TASK TO CARRY OUT: Edit the rows from the line with "Name the bounding box of the man in vest." through the last row by changing "red" to "orange". Give those lines again with nothing else altered.

(Excerpts from a detection dataset)
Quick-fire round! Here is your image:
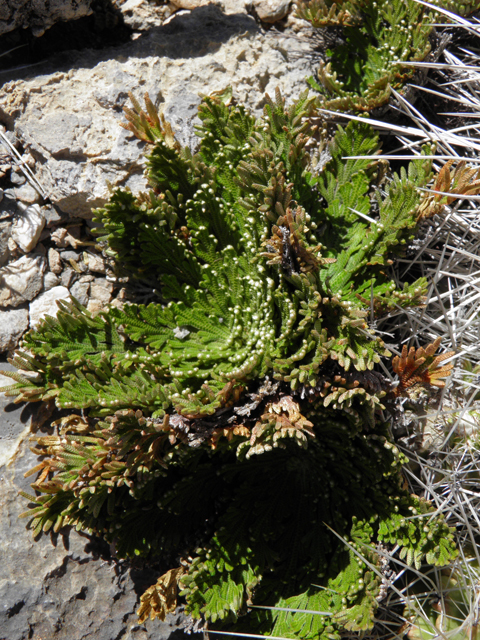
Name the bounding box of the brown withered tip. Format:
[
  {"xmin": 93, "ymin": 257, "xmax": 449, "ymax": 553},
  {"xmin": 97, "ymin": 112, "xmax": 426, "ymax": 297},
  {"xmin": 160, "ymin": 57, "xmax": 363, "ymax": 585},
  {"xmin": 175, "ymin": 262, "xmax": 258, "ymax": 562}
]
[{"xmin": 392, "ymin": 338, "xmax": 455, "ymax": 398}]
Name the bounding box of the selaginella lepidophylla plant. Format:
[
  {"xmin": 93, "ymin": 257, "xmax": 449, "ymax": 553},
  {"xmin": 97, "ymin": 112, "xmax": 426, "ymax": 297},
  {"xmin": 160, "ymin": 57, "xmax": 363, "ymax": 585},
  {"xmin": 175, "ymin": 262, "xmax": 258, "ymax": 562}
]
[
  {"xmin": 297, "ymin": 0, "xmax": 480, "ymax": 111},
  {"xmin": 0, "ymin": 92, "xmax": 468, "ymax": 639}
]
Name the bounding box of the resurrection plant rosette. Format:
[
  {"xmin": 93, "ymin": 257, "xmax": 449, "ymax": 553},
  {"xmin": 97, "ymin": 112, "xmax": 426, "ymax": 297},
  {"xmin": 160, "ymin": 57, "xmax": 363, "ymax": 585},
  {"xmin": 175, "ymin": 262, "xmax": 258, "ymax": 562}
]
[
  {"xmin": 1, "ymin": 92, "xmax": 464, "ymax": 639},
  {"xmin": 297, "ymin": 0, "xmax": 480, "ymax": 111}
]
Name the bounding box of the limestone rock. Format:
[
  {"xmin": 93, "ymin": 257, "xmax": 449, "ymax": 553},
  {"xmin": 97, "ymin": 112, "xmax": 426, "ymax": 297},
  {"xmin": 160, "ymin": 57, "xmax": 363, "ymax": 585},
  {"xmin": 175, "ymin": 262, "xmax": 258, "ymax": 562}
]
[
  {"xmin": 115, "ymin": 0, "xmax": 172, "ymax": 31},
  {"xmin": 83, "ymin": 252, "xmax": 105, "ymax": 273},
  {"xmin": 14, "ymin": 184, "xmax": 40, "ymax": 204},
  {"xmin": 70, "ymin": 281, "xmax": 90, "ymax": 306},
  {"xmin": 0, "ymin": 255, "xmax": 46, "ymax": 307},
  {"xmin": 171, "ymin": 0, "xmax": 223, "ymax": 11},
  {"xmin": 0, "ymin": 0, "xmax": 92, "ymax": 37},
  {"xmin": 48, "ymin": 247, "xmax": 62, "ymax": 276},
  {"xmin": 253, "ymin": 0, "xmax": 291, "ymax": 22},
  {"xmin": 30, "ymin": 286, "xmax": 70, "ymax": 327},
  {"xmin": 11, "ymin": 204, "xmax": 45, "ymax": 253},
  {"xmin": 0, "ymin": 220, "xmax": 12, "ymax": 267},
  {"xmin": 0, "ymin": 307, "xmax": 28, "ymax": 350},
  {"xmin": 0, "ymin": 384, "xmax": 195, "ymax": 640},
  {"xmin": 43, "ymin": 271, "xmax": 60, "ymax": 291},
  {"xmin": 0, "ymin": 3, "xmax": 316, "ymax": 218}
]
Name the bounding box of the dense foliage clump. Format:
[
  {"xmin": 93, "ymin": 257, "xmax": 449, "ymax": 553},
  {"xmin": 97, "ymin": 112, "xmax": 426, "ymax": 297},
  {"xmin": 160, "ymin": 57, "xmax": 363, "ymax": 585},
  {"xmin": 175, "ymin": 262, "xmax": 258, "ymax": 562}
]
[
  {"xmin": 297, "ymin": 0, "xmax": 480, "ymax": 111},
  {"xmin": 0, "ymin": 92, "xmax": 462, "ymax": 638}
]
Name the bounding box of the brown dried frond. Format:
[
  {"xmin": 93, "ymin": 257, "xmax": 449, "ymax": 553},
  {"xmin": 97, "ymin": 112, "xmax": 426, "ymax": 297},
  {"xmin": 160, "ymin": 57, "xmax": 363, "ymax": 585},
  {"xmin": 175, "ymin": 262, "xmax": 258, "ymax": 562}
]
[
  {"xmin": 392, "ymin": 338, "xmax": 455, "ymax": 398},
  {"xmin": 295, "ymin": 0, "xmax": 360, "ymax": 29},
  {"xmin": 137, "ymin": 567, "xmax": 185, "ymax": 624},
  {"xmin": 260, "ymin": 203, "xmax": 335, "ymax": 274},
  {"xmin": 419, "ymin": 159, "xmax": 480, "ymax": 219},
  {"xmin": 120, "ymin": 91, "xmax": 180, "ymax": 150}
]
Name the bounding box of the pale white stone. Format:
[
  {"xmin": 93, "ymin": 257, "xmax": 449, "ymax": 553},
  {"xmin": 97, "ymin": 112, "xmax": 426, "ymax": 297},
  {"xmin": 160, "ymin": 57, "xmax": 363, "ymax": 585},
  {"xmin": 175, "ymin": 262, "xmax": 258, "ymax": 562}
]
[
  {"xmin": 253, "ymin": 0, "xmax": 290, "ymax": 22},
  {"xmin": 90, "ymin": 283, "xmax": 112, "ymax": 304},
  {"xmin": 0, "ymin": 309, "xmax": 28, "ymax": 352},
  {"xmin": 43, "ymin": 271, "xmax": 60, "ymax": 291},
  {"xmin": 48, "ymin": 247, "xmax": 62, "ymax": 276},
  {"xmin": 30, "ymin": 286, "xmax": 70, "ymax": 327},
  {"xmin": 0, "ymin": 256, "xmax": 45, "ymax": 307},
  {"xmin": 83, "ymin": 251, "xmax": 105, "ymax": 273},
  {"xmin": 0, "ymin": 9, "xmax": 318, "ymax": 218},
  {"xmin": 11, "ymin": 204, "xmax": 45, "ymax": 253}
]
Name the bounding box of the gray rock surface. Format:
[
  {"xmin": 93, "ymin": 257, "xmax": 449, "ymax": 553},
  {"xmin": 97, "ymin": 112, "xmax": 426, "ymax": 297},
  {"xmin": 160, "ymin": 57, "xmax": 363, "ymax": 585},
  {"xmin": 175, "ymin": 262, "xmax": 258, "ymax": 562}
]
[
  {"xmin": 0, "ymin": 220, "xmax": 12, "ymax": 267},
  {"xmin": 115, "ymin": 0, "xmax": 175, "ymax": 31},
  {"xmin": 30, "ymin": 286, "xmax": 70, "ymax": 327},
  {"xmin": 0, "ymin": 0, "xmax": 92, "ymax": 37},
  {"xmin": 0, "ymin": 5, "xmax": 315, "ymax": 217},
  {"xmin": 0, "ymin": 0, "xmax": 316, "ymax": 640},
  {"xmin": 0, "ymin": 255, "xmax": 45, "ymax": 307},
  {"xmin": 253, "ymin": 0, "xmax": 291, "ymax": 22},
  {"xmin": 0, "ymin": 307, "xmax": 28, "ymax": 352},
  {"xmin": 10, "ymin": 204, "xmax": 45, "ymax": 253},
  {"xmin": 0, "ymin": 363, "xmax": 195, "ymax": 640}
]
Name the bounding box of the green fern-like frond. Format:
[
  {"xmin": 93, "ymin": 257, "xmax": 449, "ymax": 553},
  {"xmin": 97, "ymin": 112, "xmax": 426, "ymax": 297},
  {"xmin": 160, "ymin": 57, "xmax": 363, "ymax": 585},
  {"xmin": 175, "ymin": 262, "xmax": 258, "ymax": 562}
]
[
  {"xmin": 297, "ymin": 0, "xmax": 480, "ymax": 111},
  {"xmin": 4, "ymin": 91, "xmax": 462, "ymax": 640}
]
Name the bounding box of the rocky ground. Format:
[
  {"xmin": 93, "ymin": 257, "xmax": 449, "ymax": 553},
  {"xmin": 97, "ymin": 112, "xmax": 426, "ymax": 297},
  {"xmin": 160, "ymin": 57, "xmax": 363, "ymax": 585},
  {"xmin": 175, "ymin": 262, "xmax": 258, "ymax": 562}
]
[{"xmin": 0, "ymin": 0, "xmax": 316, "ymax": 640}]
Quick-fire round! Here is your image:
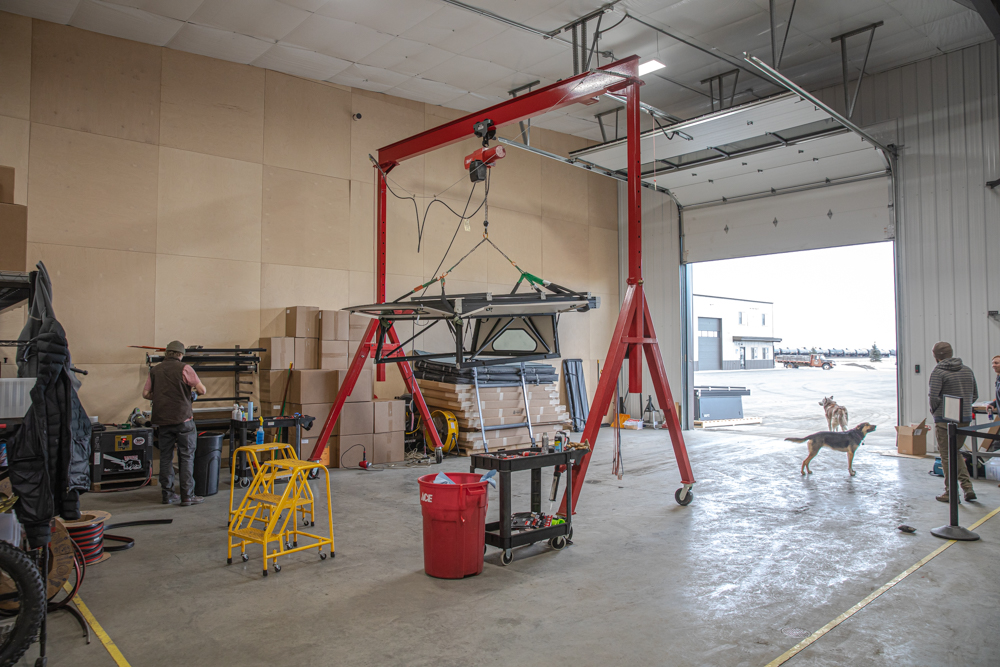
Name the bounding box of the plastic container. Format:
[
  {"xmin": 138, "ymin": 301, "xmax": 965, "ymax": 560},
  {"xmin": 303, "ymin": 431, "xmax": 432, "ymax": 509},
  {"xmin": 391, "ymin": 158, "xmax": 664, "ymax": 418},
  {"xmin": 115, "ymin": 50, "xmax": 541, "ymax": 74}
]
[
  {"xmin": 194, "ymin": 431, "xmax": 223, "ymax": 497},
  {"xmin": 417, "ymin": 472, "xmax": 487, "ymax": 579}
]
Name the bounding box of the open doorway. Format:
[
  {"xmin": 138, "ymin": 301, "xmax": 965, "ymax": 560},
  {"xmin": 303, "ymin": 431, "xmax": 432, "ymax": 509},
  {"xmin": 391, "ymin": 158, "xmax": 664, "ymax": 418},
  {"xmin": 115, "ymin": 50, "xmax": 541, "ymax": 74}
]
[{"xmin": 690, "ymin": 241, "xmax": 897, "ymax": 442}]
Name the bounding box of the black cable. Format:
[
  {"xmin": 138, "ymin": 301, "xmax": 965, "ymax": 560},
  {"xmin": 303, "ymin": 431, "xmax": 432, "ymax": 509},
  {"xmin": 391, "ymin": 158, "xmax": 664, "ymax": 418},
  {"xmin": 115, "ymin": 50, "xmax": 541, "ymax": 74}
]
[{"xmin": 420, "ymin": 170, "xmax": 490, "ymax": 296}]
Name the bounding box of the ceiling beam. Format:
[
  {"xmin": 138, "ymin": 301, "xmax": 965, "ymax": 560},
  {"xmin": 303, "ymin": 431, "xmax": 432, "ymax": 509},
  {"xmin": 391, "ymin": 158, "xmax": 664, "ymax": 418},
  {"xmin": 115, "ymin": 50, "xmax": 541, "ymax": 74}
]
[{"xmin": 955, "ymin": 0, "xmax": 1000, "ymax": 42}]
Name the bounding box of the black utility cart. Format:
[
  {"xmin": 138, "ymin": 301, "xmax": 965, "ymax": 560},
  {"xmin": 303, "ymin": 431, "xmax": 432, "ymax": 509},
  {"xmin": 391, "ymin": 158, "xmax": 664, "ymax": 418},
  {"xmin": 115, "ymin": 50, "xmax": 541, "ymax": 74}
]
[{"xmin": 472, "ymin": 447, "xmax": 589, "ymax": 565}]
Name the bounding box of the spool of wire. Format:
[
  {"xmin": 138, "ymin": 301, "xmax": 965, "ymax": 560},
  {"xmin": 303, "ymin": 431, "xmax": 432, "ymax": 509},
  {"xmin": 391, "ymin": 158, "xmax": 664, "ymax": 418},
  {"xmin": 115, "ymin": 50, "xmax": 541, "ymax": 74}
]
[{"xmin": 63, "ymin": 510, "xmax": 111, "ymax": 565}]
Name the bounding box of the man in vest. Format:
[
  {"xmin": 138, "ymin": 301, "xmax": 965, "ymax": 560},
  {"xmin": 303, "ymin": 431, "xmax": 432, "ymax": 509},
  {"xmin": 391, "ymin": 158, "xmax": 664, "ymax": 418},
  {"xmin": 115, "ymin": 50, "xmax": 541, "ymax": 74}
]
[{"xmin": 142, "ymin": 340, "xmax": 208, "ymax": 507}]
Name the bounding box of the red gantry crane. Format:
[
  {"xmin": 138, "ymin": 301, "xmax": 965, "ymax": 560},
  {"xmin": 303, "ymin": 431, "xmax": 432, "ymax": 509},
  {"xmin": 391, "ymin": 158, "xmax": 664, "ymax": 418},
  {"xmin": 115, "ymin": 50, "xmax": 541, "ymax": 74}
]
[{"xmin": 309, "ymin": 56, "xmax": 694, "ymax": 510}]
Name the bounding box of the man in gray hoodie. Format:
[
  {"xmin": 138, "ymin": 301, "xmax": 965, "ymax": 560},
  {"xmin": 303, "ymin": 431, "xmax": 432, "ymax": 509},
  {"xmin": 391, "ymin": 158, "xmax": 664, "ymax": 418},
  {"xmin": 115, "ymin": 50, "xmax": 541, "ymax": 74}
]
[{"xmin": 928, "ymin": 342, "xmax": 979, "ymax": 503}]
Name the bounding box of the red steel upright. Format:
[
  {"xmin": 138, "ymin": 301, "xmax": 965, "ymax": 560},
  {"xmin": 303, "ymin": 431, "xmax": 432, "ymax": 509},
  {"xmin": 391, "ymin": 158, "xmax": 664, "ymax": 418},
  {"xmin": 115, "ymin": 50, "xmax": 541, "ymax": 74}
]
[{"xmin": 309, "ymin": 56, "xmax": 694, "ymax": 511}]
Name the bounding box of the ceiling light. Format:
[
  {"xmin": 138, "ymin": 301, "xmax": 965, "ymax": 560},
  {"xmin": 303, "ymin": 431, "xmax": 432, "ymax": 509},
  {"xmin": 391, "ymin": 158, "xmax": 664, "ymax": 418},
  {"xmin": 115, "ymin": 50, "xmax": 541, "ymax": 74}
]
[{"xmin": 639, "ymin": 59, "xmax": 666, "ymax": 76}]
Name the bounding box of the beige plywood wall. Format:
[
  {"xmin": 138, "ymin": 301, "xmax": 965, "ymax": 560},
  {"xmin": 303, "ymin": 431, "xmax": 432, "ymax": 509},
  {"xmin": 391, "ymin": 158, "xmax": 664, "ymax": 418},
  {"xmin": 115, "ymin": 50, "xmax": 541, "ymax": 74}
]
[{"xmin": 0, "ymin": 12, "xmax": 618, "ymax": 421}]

CORRECT ANSWER:
Name the bounding box of the man in vest. Format:
[
  {"xmin": 138, "ymin": 301, "xmax": 965, "ymax": 560},
  {"xmin": 303, "ymin": 431, "xmax": 432, "ymax": 509},
  {"xmin": 391, "ymin": 158, "xmax": 664, "ymax": 418},
  {"xmin": 115, "ymin": 50, "xmax": 541, "ymax": 74}
]
[{"xmin": 142, "ymin": 340, "xmax": 208, "ymax": 507}]
Name the bounding box of the orange gantry crane. Format:
[
  {"xmin": 138, "ymin": 301, "xmax": 965, "ymax": 560},
  {"xmin": 303, "ymin": 431, "xmax": 432, "ymax": 509},
  {"xmin": 391, "ymin": 158, "xmax": 664, "ymax": 418},
  {"xmin": 115, "ymin": 50, "xmax": 541, "ymax": 74}
]
[{"xmin": 309, "ymin": 56, "xmax": 694, "ymax": 510}]
Name the bounding box of the man in gray hoodie. Format:
[
  {"xmin": 138, "ymin": 301, "xmax": 965, "ymax": 560},
  {"xmin": 303, "ymin": 431, "xmax": 432, "ymax": 509},
  {"xmin": 391, "ymin": 158, "xmax": 664, "ymax": 418},
  {"xmin": 115, "ymin": 50, "xmax": 541, "ymax": 74}
]
[{"xmin": 928, "ymin": 342, "xmax": 979, "ymax": 503}]
Name the bounding box of the orange steel upright. Format:
[
  {"xmin": 138, "ymin": 301, "xmax": 965, "ymax": 560},
  {"xmin": 303, "ymin": 431, "xmax": 432, "ymax": 509},
  {"xmin": 391, "ymin": 158, "xmax": 664, "ymax": 418},
  {"xmin": 115, "ymin": 50, "xmax": 541, "ymax": 74}
]
[{"xmin": 309, "ymin": 56, "xmax": 694, "ymax": 511}]
Name the bounding box of the ceiling light. Format:
[
  {"xmin": 138, "ymin": 301, "xmax": 965, "ymax": 560},
  {"xmin": 303, "ymin": 431, "xmax": 432, "ymax": 509},
  {"xmin": 391, "ymin": 158, "xmax": 664, "ymax": 418},
  {"xmin": 115, "ymin": 50, "xmax": 541, "ymax": 74}
]
[{"xmin": 639, "ymin": 59, "xmax": 666, "ymax": 76}]
Name the bounding box of the beige plywood wall. Format:
[
  {"xmin": 138, "ymin": 301, "xmax": 965, "ymax": 560},
  {"xmin": 303, "ymin": 431, "xmax": 432, "ymax": 509},
  {"xmin": 391, "ymin": 158, "xmax": 664, "ymax": 418},
  {"xmin": 115, "ymin": 50, "xmax": 541, "ymax": 74}
]
[{"xmin": 0, "ymin": 12, "xmax": 618, "ymax": 421}]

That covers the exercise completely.